**課題:**
A. LangChainによるVectorDB作成の記事から、「Last updated at」から始まって「に要することがわかりました。」で終わる部分を書き写せ。
B. LangChainによるVectorDB作成の記事では、「自動タグ付け」処理を加えたあと、1ファイルの処理にどれだけの時間がかかるようになったか。
C. LangChainによるVectorDB作成の記事の最後の行に続けて、その先を書き進めよ。

**抜粋:**

LangChainを用いて大量ファイルをロードするVectorDBを作ってみた(11)

Last updated at 2024-08-07Posted at 2024-06-09

はじめに

　前回は、各XMLファイルの中にある「タイトル情報」を基に「自動タグ付け」して、それをVectorDB (Chroma)の属性として登録することをしてみました。これで、VectorDBに対する準備ができました。

　ただ、この記事を書いた後に大量ファイルをロードしようとしたのですが、処理時間を非常に要することがわかりました。
　今までは1ファイルの処理に0.01～0.1秒かかる程度だったのですが、「自動タグ付け」処理を追加すると、1ファイルにつき30～40秒かるようになりました。
XMLファイルが10,000程度あるので、単純に計算したらVectorDBへ登録する処理時間は3日半かかることになります・・・💦
　これはまずいという事で、もう一度プログラムを見直すことにしました。

ソースコード

　最終的なソースコードは以下となります。
　XMLの「コンテンツ」が無いことによるエラーへの対処と、性能への対処の大きく2点が改良点です。
　それぞれについて、説明をしていきます。

chroma_retriever_tagging.py

import glob
import os
import xml.etree.ElementTree as ET
from dotenv import load_dotenv
from langchain.text_splitter import CharacterTextSplitter
from langchain.embeddings.openai import OpenAIEmbeddings
from langchain.vectorstores import Chroma
from pydantic import BaseModel, Field

from langchain.chat_models import ChatOpenAI
from langchain.chains import create_tagging_chain_pydantic

load_dotenv()

docs = []

# 取り出したい名前空間-タグ名
name_spaces_tag_names = [
    "{http://www.wipo.int/standards/XMLSchema/ST96/Common}PublicationNumber",
    "{http://www.wipo.int/standards/XMLSchema/ST96/Common}PublicationDate",
    "{http://www.wipo.int/standards/XMLSchema/ST96/Common}RegistrationDate",
    "{http://www.wipo.int/standards/XMLSchema/ST96/Common}ApplicationNumberText",
    "{http://www.wipo.int/standards/XMLSchema/ST96/Common}PartyIdentifier",
    "{http://www.wipo.int/standards/XMLSchema/ST96/Common}EntityName",
    "{http://www.wipo.int/standards/XMLSchema/ST96/Common}PostalAddressText",
    "{http://www.wipo.int/standards/XMLSchema/ST96/Common}PatentCitationText",
    "{http://www.wipo.int/standards/XMLSchema/ST96/Common}PersonFullName",
    "{http://www.wipo.int/standards/XMLSchema/ST96/Common}P",
    "{http://www.wipo.int/standards/XMLSchema/ST96/Common}FigureReference",
    "{http://www.wipo.int/standards/XMLSchema/ST96/Patent}PlainLanguageDesignationText",
    "{http://www.wipo.int/standards/XMLSchema/ST96/Patent}FilingDate",
    "{http://www.wipo.int/standards/XMLSchema/ST96/Patent}InventionTitle",
    "{http://www.wipo.int/standards/XMLSchema/ST96/Patent}MainClassification",
    "{http://www.wipo.int/standards/XMLSchema/ST96/Patent}FurtherClassification",
    "{http://www.wipo.int/standards/XMLSchema/ST96/Patent}PatentClassificationText",
    "{http://www.wipo.int/standards/XMLSchema/ST96/Patent}SearchFieldText",
    "{http://www.wipo.int/standards/XMLSchema/ST96/Patent}ClaimText",
]

llm = ChatOpenAI(model="gpt-3.5-turbo")

**与えられた情報:**
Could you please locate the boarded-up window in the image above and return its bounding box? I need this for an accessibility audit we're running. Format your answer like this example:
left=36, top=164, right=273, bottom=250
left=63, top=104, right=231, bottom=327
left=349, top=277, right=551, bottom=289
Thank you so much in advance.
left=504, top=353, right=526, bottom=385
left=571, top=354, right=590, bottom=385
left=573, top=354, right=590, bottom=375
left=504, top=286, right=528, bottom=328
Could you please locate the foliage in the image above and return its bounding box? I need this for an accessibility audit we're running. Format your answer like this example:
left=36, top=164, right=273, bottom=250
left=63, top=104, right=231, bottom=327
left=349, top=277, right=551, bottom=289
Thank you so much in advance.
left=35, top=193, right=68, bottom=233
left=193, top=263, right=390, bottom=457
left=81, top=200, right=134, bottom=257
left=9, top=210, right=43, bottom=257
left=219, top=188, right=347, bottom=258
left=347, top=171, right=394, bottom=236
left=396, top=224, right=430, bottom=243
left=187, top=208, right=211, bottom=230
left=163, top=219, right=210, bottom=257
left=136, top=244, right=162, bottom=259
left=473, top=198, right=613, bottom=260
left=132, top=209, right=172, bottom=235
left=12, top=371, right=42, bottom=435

**課題ごとの解答:**
A.
Last updated at 2024-08-07Posted at 2024-06-09

はじめに

　前回は、各XMLファイルの中にある「タイトル情報」を基に「自動タグ付け」して、それをVectorDB (Chroma)の属性として登録することをしてみました。これで、VectorDBに対する準備ができました。

　ただ、この記事を書いた後に大量ファイルをロードしようとしたのですが、処理時間を非常に要することがわかりました。

B. 1ファイルにつき30～40秒かかるようになった。

C.
class TagAttribute(BaseModel):
    tags: list[str] = Field(description="文章の中でキーワードを取得")


def set_element(level, trees, el):
    trees.append({"tag" : el.tag, "attrib" : el.attrib, "content_page" :el.text})

def set_child(level, trees, el):
    set_element(level, trees, el)
    for child in el:
        set_child(level+1, trees, child)

def parse_and_get_element(input_file):
    tmp_elements = []
    new_elements = []
    tree = ET.parse(input_file)
    root = tree.getroot()
    set_child(1, tmp_elements, root)
    for name_space_tag_name in name_spaces_tag_names:
        for tmp_element in tmp_elements:
            if tmp_element["tag"] == name_space_tag_name:
                new_elements.append(tmp_element)
    return new_elements

title = ""
entryName = ""
patentCitationText = ""

files = glob.glob(os.path.join("C:\\Users\\ogiki\\JPB_2023185", "**/*.*"), recursive=True)
for file in files:
    base, ext = os.path.splitext(file)
    if ext == '.xml':
        # --- topic名称 ---
        topic_name = os.path.splitext(os.path.basename(file))[0]
        # --- file名称 ---
        print(file)

        text_splitter = CharacterTextSplitter(chunk_size=300, chunk_overlap=0)
        new_elements = parse_and_get_element(file)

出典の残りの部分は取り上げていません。